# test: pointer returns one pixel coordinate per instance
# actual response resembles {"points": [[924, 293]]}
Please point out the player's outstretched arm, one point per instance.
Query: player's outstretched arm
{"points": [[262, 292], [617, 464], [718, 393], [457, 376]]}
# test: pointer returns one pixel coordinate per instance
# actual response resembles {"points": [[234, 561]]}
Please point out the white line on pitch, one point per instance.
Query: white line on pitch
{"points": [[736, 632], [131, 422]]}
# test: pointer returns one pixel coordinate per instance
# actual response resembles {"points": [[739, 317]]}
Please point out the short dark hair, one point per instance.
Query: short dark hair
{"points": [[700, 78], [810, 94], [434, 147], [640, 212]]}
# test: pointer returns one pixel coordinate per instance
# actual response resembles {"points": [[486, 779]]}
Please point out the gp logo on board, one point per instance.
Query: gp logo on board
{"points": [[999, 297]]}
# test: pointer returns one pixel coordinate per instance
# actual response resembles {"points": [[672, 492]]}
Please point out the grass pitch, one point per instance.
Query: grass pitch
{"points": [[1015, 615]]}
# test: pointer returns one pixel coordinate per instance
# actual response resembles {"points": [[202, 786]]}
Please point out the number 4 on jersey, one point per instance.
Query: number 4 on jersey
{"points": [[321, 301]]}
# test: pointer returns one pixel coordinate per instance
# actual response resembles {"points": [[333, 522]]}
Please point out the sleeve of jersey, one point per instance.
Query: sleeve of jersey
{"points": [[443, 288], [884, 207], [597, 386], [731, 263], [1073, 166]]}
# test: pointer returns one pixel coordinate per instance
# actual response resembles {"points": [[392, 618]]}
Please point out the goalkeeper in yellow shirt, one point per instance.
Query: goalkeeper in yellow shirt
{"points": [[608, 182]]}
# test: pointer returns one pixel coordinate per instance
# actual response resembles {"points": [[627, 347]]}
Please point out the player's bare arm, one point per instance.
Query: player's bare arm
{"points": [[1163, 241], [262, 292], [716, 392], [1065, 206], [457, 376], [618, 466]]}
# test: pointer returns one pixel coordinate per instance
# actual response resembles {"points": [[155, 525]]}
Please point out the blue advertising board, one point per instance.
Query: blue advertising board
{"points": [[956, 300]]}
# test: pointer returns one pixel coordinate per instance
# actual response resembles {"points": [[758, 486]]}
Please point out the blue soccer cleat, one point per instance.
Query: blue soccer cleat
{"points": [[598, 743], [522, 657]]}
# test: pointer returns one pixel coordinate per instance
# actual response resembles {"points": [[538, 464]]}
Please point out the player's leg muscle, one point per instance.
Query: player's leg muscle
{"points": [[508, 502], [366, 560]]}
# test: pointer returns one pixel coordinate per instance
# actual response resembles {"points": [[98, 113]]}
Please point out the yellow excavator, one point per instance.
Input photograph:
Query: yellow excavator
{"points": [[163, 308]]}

++++

▶ **Direction**
Transcribe all of the material exactly. Omit nothing.

▶ **Output**
# test: pointer returns one pixel coordinate per instance
# actual response resembles {"points": [[924, 293]]}
Please point out the player's outstretched arm, one point per instance.
Query: player's outstretched arm
{"points": [[262, 292], [617, 464], [718, 393], [457, 376]]}
# test: pointer returns one pixel coordinate per instance
# actual response resembles {"points": [[234, 561]]}
Please point out the white line on pitch, one point per instance.
Query: white line on pitch
{"points": [[736, 632], [131, 422]]}
# test: pointer returns one pixel coordinate per instance
# actual response resembles {"points": [[739, 317]]}
Please point out the short dark hair, one point per instance.
Query: short dark hair
{"points": [[700, 78], [810, 94], [434, 147], [640, 212]]}
# test: pointer returns one pixel coordinate per instance
# actual response resembles {"points": [[486, 779]]}
Please point out the gp logo on board, one point per instance.
Query: gp logo on board
{"points": [[999, 297]]}
# test: pointer returns one pixel coordinate per instance
# actual response resembles {"points": [[672, 492]]}
Please point out the grass pitch, one point per instance.
Query: grass pitch
{"points": [[1015, 615]]}
# test: pointer returns one pixel coordinate per instance
# actual response resembles {"points": [[202, 786]]}
Please point out the number 4 on jersey, one point per instance.
Query: number 4 on jersey
{"points": [[321, 301]]}
# test: pointer returns one pixel coordinate per instance
# actual response resembles {"points": [[333, 522]]}
Please point out the sleeve of jersey, one point per instance.
Query: sleeve of jersey
{"points": [[443, 288], [884, 207], [597, 386], [731, 263], [1073, 166]]}
# test: pointer returns one pixel coordinate per instance
# actual response resembles {"points": [[392, 618]]}
Please point out the goalkeeper in yellow shirt, one point per instance.
Query: goalkeeper in yellow shirt
{"points": [[608, 182]]}
# test: pointer returns one pixel coordinate per instance
# actual response resembles {"points": [[627, 347]]}
Please point out the player's bare arm, one point per instance.
Query: player's bare arm
{"points": [[1163, 241], [262, 292], [716, 392], [1065, 206], [457, 376], [618, 466]]}
# test: pointer returns one pixel coordinate per instance
# actual response resembles {"points": [[155, 525]]}
Please point out the blue advertising board, one point per instance.
Query: blue advertising board
{"points": [[956, 300]]}
# test: pointer returns one pixel coordinate per instance
# actual response resembles {"points": [[758, 486]]}
Please point out the blue soccer cleat, one point per instance.
Query: blue soccer cleat
{"points": [[598, 743], [522, 657]]}
# test: pointer returns one pixel coordinate per instance
# actual response resembles {"points": [[538, 464]]}
Please point out the player's leg muscle, one point per instance.
Query: player's leg muscle
{"points": [[508, 502], [366, 560]]}
# test: pointer returns one pixel coordinate per instance
# actual response resembles {"points": [[98, 113]]}
Please point out the yellow excavator, one point per instance.
Input photograph:
Query: yellow excavator
{"points": [[163, 308]]}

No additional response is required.